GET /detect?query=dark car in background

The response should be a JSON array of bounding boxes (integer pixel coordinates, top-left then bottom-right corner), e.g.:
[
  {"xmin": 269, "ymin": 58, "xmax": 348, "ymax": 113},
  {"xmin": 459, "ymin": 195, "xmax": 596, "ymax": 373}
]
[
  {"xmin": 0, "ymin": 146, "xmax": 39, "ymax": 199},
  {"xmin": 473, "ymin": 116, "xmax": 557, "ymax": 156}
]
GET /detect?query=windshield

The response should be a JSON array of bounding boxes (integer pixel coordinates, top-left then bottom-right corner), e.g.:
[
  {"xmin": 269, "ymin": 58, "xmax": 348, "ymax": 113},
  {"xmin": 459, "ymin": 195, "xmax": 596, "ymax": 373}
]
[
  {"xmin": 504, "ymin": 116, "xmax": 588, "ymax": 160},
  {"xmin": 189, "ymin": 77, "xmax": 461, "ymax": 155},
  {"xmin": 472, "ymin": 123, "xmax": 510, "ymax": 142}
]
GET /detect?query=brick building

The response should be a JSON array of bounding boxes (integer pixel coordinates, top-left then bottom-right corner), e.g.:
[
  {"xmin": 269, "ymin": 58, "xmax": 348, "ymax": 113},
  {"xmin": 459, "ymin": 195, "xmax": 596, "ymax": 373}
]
* * *
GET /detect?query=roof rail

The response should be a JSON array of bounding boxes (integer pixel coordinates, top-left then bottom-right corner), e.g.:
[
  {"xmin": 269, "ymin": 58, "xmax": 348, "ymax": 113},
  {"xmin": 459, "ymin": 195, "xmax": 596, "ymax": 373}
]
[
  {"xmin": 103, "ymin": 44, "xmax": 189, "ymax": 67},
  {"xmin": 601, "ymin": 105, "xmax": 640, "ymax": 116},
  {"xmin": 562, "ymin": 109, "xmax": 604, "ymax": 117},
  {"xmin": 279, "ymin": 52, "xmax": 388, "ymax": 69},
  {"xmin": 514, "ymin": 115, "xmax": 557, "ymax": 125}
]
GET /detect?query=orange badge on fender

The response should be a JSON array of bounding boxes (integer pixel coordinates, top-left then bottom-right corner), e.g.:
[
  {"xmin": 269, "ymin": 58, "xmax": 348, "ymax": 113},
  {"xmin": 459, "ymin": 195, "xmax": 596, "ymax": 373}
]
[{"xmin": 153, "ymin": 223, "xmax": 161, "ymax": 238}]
==
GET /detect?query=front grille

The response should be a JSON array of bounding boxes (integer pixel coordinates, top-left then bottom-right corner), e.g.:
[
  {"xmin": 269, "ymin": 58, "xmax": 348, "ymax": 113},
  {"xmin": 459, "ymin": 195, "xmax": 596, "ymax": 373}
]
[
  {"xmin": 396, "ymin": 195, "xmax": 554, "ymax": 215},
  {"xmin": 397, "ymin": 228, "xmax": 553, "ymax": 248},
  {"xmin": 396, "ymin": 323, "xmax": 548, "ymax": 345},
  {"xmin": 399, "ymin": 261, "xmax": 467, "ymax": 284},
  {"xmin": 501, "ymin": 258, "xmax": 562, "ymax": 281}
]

### Exercise instructions
Using the material above, find each line that holds "query" and copy that line.

### The completed task
GET /detect?query=dark car in background
GET /detect?query=windshield
GET /detect?query=brick building
GET /detect?query=roof rail
GET /detect?query=orange badge on fender
GET /detect?query=front grille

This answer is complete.